Top of Information provided
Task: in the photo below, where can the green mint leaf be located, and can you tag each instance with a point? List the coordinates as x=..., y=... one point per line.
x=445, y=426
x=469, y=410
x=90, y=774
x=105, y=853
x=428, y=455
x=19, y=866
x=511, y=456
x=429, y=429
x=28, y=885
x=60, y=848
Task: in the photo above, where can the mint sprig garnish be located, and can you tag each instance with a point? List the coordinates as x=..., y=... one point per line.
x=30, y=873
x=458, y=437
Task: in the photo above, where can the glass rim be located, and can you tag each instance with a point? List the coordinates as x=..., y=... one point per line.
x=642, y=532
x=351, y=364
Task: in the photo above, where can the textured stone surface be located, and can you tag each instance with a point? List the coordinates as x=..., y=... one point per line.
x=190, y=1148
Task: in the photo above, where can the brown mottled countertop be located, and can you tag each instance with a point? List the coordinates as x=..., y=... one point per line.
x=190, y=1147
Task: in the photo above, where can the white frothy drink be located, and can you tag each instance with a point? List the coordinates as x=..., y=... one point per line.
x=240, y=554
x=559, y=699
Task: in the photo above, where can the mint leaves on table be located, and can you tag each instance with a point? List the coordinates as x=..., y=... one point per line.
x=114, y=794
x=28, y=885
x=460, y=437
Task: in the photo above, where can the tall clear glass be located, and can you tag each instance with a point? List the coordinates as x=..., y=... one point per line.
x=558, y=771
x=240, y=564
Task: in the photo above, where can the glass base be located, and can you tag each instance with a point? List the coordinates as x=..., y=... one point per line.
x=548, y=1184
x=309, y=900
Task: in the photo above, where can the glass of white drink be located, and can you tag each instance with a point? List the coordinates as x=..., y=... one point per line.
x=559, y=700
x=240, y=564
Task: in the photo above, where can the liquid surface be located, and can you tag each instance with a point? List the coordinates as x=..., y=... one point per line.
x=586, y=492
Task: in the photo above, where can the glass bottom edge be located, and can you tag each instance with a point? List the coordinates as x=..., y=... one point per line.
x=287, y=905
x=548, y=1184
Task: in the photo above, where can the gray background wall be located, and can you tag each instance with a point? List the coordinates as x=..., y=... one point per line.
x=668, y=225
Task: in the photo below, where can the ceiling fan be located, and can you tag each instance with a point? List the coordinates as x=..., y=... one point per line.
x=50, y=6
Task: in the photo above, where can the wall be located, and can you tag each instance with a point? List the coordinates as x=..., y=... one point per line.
Bottom of Information provided
● Work instruction
Print the line that contains "Task: in the photo above, where can the tall", then every later line of the entries above up to and including the last, all exactly as written.

● Solution
Task: in the photo above, where can the tall clear glass be located, and can you tag each instance with a point? List the coordinates as x=..., y=... one point per line.
x=558, y=771
x=240, y=564
Task: in the photo above, where can the glass base be located, and can you tag each instance with a point? List the coordinates as x=..., y=... one point per line.
x=548, y=1184
x=309, y=900
Task: in the photo above, where can the glass of white drink be located, and can you tag each instance with a point? List the coordinates as x=..., y=... one point per line.
x=559, y=700
x=240, y=564
Task: in the photo above, where can the liquid surface be located, and can you tag each instance with a point? List the coordinates as x=..., y=... one point per line.
x=586, y=492
Task: in the photo above, where can the glass bottom edge be located, and can you tag each instance with a point? List the coordinates as x=..., y=... one point per line.
x=287, y=905
x=548, y=1184
Task: in the photo above, where can the gray background wall be located, and can you tag each instance with a point? List the coordinates as x=..., y=... one point per line.
x=668, y=225
Task: in the photo below, where can the ceiling fan be located, and can you tag each instance with a point? List the coordinates as x=..., y=... one point per line.
x=50, y=6
Task: in the photo above, where can the wall be located, and can you tag each instance with a point? List the coordinates as x=..., y=... one point per line.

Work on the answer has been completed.